## To be done
Count the lines in the material below that contain the string "bottom", matching case exactly, and reply with that number alone.
[Begin Provided records]
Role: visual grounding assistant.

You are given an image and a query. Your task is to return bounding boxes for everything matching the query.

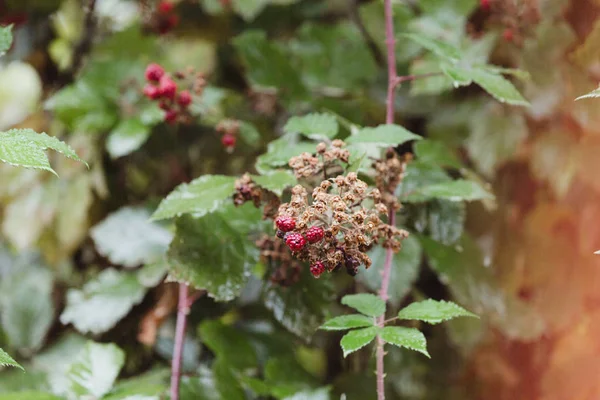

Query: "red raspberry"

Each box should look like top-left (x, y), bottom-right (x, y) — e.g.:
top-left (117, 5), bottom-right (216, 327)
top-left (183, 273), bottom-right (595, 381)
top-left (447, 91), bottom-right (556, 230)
[End Provided records]
## Final answer
4